I have to admit that for the first 20 years of my
life, I learned little about communication, forming relationships, building
community with others, or charity.
Neither my school nor my family prepared me for the social aspects of
cooperating with and helping others. I had to acquire these skills on my own in
the school of life, later through counseling and spiritual guidance, and then
through interactions with brothers and sisters. I’m still in the midst of this
learning process even after all these decades. Four life lessons in particular
stand out to me.
What is said is not what is meant
First of all, in order to learn how to understand and
put into practice the basics of any type of communication as they are taken for
granted nowadays in social occupations, the following holds true: the message
that comes through to me in a conversation is not necessarily that which the
other person really intended, and vice versa. Usually, I take away more from
the conversation than just the other person’s actual words. Therefore, it is
important to learn how to listen, to ask clarifying questions, and to avoid
just assuming that we completely understand each other. Tolerating different
opinions and tackling conflicts productively are part of these basics as well. I
have been digesting this life lesson for more than 35 years.
It or you?
In the 1980s, I came across the dialogue principle of
Martin Buber (1954), which began a second life lesson. Specifically, every
relationship creates its own I: I can treat the other person as an it, as an
object; or as a counterpart, as a you. Accordingly, I will experience myself as
another: there is the I of it-and-I,
and there is the I of you-and-I, as
Buber said. However, the question remains, is it under my control whether I
speak of you or it? I can at least prepare myself to take control in as far as
I learn to refuse to treat the other according to my hastily drawn picture of
him. Rather, I begin slowly and carefully, with respect, to discover aspects
about the other person bit by bit. I can add to this even further by abstaining
from putting on appearances and from being compelled to present certain images
of myself. The renunciation of images
and appearances makes room for the you-and-I, which is easier said than done,
but each of encounter of this type lets love come to life and grow.
Answer the cry of desperation
At
the end of the 1990s, my attention was drawn to the Jewish philosopher Emmanuel
Lévinas (1989) from France.
A third life lesson began. Lévinas spoke
of a face, of a nakedness, which the other reveals rather clumsily to me mostly
in times of need. This countenance is principally characterized by two cries
from the heart: “Please don’t kill me!” and
“Please don’t leave me alone to die!” To
hear these cries, to answer them, to become involved, and to give of myself
creates a new I, an ethical identity: someone is calling me. I alone can
answer.

[STATED GOAL A] Output the rows between the line holding "Task: locate the cobblestone pavement" and the line holding "pixel 1023 865", inclusive, as a numbered list without any blank lines.

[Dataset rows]
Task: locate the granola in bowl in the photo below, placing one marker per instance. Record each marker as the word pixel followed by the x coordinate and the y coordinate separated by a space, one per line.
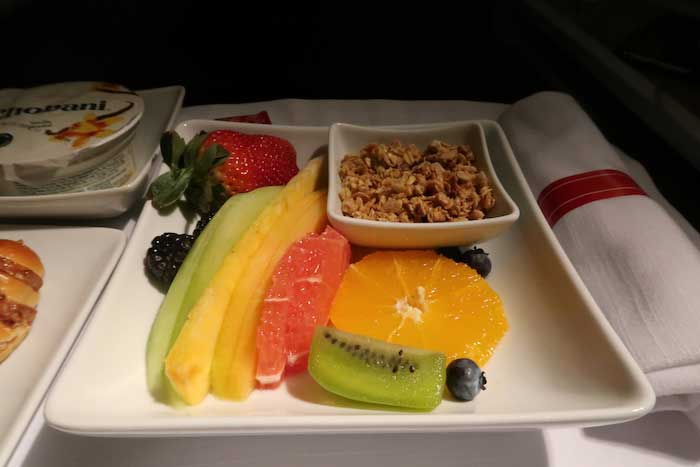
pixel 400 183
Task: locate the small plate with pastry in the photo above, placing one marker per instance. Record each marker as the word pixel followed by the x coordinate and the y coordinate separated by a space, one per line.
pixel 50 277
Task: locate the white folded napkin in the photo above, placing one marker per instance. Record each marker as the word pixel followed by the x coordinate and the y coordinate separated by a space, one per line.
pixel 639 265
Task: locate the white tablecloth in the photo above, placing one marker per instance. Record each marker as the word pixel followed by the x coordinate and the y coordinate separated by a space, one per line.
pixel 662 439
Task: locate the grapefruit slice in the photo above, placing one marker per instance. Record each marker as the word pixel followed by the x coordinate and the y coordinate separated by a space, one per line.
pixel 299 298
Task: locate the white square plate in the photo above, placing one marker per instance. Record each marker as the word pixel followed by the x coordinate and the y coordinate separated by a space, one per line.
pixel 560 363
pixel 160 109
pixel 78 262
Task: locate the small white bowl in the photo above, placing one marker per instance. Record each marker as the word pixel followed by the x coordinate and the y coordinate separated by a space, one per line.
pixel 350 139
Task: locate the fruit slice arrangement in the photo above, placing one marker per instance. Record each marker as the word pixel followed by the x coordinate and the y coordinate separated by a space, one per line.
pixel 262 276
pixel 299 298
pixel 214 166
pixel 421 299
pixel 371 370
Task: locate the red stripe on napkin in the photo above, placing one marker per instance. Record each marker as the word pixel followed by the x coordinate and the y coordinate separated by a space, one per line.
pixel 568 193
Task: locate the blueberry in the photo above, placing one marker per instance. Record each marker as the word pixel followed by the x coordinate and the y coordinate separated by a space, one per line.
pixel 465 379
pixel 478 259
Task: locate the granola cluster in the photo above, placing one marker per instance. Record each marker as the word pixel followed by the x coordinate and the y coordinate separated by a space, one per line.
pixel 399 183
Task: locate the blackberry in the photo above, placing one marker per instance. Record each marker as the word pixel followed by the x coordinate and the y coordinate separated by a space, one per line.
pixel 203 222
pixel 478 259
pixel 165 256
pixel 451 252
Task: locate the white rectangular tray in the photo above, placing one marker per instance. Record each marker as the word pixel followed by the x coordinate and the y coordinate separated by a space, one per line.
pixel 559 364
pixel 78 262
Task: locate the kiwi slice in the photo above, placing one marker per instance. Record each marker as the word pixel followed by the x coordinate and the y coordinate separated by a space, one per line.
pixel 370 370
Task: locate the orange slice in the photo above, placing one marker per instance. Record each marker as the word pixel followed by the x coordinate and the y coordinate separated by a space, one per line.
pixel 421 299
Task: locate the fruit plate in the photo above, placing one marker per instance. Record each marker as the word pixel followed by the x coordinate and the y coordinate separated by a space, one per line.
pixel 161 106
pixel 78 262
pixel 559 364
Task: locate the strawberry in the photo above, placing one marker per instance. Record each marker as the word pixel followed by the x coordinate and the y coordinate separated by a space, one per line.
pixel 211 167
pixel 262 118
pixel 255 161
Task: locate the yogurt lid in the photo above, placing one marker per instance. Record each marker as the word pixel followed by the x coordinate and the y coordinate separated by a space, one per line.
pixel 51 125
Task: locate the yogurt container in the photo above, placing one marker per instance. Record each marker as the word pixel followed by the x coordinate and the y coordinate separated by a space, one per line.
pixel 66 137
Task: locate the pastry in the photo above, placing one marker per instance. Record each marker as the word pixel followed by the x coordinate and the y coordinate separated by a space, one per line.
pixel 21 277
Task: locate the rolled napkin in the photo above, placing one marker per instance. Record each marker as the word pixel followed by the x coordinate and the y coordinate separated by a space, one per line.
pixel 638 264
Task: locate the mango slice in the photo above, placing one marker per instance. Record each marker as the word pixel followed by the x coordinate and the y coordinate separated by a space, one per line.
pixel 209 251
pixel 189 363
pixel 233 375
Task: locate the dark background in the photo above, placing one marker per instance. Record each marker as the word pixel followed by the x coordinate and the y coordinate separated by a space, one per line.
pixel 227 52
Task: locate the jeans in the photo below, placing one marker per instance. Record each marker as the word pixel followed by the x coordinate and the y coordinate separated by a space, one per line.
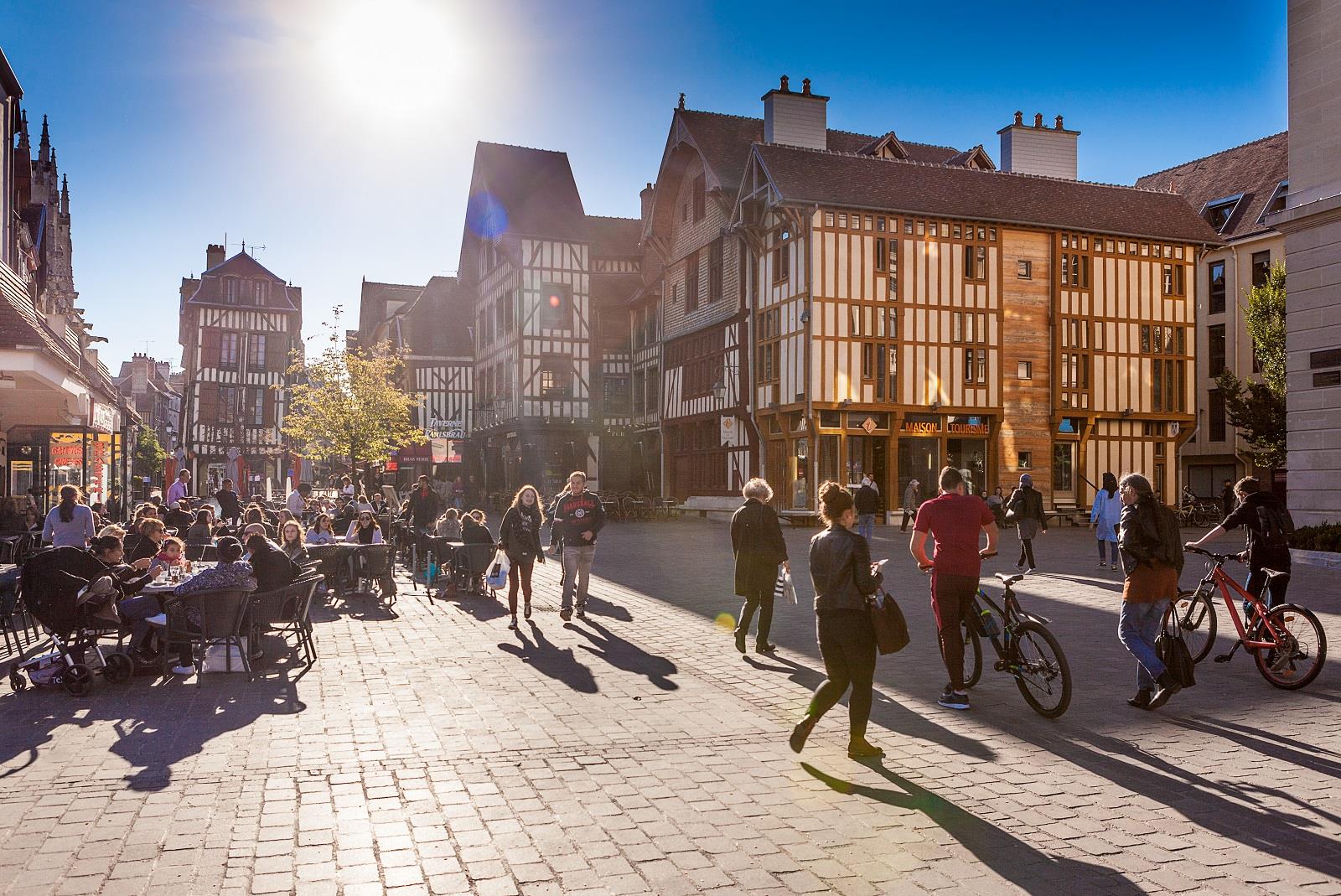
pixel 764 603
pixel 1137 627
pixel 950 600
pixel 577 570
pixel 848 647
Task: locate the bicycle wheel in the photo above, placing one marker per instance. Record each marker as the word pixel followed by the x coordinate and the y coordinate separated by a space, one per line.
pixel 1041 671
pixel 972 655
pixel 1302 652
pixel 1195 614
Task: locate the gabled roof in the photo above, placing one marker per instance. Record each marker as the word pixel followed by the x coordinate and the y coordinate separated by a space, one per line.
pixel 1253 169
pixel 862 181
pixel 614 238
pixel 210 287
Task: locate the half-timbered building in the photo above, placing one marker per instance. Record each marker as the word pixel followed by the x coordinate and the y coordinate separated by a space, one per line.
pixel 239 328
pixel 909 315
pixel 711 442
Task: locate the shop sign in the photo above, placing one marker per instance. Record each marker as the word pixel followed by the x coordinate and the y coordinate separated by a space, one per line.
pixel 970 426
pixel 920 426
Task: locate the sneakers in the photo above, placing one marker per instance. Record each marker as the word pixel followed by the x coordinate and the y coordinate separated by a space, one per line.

==

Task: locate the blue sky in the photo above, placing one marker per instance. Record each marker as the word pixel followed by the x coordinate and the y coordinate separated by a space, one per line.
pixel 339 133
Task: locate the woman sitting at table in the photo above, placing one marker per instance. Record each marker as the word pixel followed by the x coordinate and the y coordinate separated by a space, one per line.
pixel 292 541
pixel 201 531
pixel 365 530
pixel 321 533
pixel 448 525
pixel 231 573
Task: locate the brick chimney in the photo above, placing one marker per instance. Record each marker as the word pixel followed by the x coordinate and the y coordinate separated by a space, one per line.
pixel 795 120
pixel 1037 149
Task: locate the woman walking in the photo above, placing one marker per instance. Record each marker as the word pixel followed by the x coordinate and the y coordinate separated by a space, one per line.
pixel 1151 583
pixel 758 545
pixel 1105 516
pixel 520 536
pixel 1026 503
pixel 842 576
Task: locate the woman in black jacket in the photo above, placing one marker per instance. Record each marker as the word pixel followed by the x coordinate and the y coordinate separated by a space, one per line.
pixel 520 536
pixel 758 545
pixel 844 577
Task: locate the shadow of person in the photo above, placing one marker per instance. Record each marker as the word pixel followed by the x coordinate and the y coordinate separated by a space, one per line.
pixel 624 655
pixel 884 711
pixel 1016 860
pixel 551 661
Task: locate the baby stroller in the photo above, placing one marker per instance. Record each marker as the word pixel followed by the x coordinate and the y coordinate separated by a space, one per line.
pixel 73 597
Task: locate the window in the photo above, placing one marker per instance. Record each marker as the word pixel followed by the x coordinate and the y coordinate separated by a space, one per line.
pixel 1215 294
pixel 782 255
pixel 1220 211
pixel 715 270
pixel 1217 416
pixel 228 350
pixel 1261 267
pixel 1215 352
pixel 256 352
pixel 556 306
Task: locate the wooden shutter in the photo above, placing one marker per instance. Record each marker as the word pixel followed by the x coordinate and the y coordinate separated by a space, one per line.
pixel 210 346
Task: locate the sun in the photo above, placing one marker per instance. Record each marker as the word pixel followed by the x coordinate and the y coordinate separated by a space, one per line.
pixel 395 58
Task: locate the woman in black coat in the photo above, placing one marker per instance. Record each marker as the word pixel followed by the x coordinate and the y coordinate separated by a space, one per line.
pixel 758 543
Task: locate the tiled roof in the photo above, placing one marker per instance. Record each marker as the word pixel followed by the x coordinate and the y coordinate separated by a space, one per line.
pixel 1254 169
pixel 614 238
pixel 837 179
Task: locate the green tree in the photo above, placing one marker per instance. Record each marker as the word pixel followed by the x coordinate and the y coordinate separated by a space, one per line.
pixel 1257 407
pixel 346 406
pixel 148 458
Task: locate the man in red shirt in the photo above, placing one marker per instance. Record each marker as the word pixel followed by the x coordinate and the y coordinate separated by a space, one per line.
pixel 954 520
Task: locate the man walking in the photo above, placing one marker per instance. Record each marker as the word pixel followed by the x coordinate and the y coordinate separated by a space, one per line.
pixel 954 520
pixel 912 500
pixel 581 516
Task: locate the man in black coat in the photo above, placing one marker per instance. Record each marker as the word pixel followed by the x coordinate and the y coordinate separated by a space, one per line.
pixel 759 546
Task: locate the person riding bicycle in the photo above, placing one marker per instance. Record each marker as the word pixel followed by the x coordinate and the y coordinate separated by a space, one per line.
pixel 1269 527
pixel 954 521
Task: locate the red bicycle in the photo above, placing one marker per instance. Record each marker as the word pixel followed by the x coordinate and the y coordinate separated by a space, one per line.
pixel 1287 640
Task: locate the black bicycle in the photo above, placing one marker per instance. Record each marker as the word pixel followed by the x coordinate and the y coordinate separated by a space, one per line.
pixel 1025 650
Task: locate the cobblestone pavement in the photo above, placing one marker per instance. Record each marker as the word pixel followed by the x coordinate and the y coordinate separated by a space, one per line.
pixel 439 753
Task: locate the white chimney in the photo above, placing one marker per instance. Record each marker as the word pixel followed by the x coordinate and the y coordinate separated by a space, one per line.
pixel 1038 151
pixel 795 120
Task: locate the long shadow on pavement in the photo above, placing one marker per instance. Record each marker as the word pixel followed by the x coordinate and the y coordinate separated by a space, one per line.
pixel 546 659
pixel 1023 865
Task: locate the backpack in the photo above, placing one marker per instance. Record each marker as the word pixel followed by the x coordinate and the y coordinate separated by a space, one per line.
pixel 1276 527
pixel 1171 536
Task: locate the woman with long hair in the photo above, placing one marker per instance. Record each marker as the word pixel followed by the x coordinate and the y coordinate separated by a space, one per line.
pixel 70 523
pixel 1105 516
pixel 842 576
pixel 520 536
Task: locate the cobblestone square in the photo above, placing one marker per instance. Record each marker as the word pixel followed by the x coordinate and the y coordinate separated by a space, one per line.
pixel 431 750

* * *

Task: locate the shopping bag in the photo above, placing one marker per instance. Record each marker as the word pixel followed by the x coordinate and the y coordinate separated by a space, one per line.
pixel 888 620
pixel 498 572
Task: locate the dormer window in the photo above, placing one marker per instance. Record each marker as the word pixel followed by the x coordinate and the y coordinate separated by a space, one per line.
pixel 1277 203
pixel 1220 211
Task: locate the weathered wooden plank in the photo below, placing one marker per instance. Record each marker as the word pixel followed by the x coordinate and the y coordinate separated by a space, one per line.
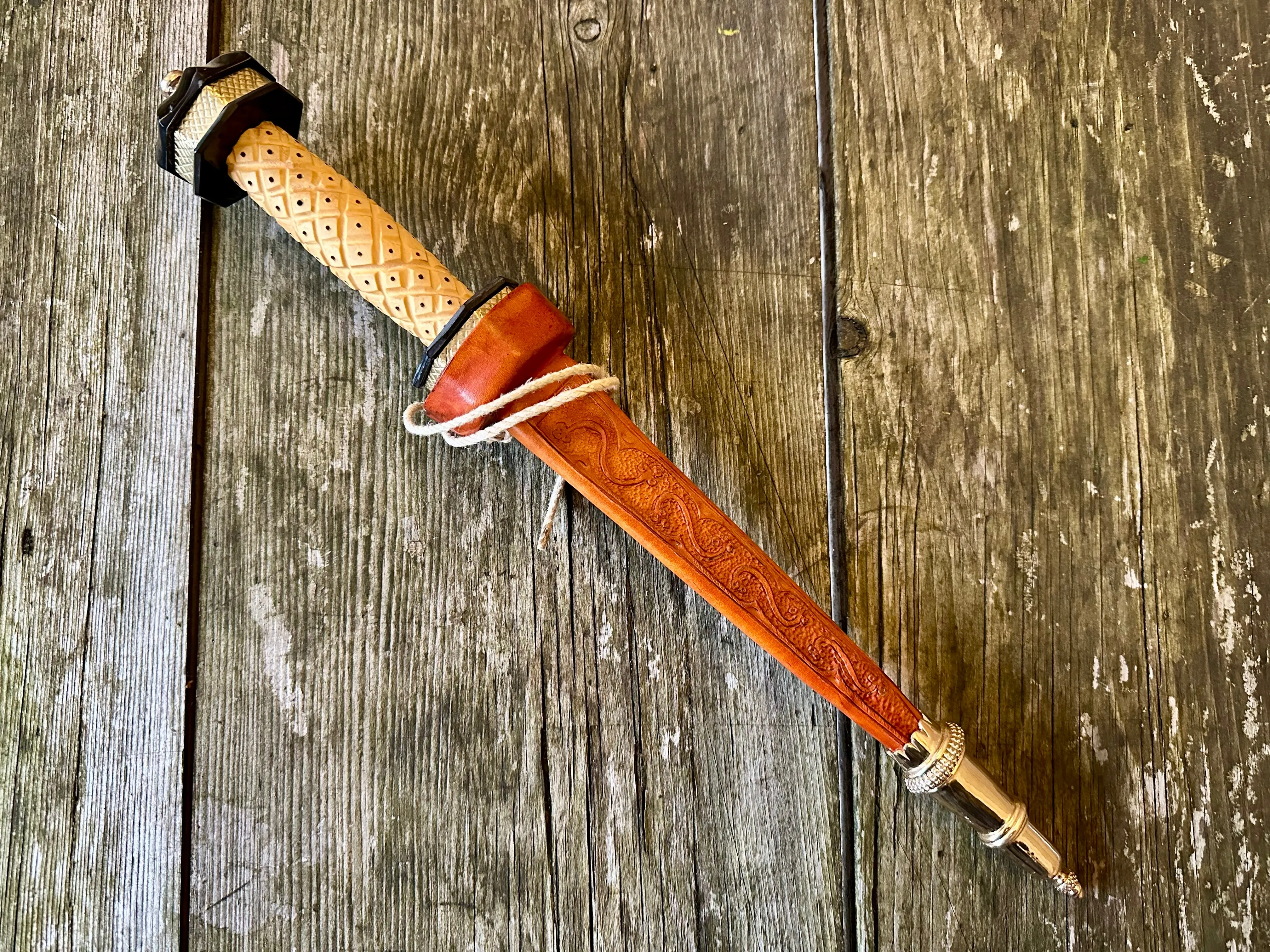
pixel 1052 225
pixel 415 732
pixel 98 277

[STATED GOAL B] Reproduce the essay on life lessons between "I have to admit" and "stand out to me.", inclusive, substituting "generosity" for "charity".

[EXERCISE SOLUTION A]
1. Task: locate the cobblestone pavement in the photo above, placing one marker per instance. Record each marker as the word pixel followed by the x coordinate and the y coordinate separated by a space, one per line.
2. pixel 439 753
3. Task: locate the white chimney in the photo above, placing one marker per instance. Record each marker as the word pixel followed by the x coordinate and the y coordinate separated by a space, one per line.
4. pixel 1038 151
5. pixel 795 120
6. Task: locate the long shadow on pavement in the photo above, placing one marker per instance. Record each marker as the word pixel followed by the x coordinate and the y coordinate separated by a space, one per line.
7. pixel 546 659
8. pixel 1023 865

[EXERCISE SOLUTION B]
I have to admit that for the first 20 years of my
life, I learned little about communication, forming relationships, building
community with others, or generosity.
Neither my school nor my family prepared me for the social aspects of
cooperating with and helping others. I had to acquire these skills on my own in
the school of life, later through counseling and spiritual guidance, and then
through interactions with brothers and sisters. I’m still in the midst of this
learning process even after all these decades. Four life lessons in particular
stand out to me.